*Assignment*. Each line of the listing that holds "white" counts once; report how many there are, and nothing more.

*Working data*.
****************

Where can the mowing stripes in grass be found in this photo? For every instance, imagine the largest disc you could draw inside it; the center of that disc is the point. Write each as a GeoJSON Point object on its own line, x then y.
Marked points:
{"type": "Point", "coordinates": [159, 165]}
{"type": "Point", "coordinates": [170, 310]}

****************

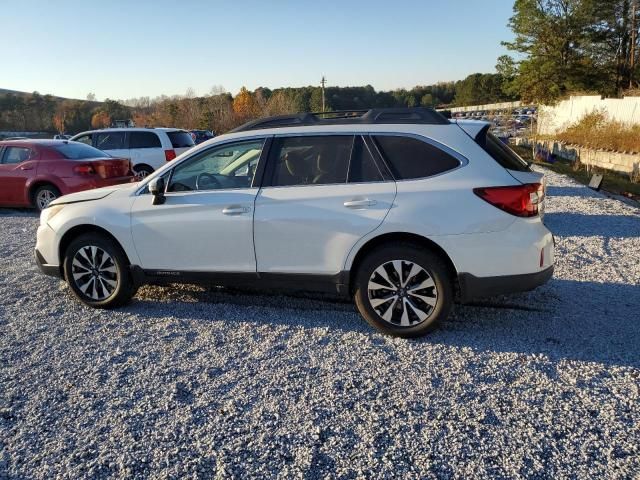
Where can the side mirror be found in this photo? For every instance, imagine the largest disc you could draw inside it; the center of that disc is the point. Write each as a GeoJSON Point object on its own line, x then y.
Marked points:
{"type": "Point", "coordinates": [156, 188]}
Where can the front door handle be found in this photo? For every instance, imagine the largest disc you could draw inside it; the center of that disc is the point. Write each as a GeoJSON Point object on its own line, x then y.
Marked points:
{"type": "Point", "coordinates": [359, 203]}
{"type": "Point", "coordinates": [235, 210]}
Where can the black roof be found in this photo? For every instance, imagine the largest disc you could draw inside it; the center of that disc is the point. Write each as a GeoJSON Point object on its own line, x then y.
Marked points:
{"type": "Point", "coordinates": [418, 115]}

****************

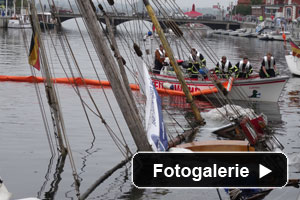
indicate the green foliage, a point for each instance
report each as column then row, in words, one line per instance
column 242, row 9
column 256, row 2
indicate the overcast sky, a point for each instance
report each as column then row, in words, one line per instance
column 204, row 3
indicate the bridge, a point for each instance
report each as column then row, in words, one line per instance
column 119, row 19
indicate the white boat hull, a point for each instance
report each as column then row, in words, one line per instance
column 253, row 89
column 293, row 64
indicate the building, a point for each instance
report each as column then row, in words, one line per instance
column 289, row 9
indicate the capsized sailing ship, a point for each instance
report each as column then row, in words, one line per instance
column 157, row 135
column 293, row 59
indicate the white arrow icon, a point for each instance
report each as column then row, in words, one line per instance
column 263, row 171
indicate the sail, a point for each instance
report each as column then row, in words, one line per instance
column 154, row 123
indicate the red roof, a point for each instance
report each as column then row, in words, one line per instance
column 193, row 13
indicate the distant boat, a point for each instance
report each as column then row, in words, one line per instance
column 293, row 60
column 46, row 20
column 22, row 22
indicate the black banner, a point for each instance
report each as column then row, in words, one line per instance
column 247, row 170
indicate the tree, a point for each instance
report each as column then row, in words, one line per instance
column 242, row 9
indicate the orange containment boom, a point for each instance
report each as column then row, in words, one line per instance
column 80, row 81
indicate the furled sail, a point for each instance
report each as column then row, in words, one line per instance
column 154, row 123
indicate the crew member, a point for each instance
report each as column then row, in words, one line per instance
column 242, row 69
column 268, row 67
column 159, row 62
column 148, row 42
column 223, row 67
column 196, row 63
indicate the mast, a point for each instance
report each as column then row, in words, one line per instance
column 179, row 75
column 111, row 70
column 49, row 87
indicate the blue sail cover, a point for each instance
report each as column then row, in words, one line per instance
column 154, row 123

****************

*Solution for this task*. 2